Aim =
Return every line of the records below that contains the word "icon", matching case exactly.

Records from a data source

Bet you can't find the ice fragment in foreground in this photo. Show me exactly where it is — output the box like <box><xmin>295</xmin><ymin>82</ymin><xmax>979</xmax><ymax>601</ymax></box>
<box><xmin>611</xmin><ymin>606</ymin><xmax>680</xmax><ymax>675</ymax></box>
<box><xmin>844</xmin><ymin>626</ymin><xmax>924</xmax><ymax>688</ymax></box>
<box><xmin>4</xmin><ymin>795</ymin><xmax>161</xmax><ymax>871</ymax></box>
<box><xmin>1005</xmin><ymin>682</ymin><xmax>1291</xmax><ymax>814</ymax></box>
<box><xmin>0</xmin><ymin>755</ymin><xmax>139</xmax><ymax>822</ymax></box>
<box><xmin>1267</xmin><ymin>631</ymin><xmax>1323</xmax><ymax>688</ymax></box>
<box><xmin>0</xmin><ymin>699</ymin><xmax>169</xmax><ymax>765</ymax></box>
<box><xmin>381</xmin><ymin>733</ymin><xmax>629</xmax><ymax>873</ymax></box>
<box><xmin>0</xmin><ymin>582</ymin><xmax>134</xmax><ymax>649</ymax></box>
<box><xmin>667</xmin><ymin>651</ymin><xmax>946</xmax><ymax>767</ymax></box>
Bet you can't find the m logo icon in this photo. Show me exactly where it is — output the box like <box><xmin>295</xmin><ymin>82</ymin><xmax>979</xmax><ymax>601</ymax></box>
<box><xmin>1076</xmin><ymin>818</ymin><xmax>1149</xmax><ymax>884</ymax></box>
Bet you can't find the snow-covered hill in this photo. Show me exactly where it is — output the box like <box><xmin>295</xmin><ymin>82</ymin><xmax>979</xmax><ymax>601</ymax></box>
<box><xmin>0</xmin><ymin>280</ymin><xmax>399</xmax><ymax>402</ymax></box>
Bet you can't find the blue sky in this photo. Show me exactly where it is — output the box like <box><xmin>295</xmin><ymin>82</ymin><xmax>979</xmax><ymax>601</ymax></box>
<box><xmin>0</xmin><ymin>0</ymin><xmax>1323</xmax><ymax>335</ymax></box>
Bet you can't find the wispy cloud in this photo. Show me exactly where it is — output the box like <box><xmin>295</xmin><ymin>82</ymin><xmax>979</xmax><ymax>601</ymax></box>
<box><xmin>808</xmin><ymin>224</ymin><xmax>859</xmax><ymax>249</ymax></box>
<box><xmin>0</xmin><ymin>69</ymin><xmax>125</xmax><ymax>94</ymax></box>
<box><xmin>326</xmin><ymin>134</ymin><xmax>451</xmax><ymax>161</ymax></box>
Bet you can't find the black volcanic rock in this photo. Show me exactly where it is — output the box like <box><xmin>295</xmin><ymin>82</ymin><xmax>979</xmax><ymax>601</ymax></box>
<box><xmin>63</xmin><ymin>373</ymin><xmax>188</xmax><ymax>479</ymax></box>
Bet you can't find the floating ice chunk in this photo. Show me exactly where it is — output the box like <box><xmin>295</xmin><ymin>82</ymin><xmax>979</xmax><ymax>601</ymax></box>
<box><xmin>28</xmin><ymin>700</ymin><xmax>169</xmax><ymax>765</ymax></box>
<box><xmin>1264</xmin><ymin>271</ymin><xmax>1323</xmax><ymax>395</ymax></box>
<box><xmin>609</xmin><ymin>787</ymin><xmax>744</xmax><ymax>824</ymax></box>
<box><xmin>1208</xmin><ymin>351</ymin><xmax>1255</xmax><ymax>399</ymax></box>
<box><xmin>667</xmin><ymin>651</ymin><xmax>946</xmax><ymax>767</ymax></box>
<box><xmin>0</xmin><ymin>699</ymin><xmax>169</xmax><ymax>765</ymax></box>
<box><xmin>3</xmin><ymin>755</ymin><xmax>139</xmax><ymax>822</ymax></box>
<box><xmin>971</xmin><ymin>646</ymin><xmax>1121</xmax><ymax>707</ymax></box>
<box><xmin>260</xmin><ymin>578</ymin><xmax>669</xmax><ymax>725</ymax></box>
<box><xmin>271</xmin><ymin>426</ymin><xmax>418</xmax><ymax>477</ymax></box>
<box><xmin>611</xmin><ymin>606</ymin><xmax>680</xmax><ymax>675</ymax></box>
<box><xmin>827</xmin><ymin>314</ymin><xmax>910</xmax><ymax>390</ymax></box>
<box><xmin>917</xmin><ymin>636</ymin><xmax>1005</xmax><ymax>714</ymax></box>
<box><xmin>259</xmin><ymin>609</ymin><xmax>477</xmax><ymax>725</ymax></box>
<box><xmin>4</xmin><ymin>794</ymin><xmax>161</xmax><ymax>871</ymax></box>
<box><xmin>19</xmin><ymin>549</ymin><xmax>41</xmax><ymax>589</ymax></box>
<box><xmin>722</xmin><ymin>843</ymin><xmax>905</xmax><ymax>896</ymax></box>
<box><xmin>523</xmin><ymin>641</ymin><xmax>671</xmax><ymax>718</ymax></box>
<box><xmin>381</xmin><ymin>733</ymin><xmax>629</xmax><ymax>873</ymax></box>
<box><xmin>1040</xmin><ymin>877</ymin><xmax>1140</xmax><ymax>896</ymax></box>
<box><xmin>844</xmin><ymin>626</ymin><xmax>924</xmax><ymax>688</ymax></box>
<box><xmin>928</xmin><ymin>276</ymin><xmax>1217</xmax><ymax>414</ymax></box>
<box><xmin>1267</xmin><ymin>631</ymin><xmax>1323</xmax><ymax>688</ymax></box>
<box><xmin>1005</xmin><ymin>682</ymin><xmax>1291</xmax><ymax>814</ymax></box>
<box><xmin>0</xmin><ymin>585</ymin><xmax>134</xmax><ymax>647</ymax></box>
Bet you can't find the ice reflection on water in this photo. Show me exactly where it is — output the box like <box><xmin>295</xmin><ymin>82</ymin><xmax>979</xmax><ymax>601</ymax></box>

Written solution =
Bet you can't find the m logo icon in this photo. Show me exactly where it is — output the box like <box><xmin>295</xmin><ymin>82</ymin><xmax>979</xmax><ymax>601</ymax></box>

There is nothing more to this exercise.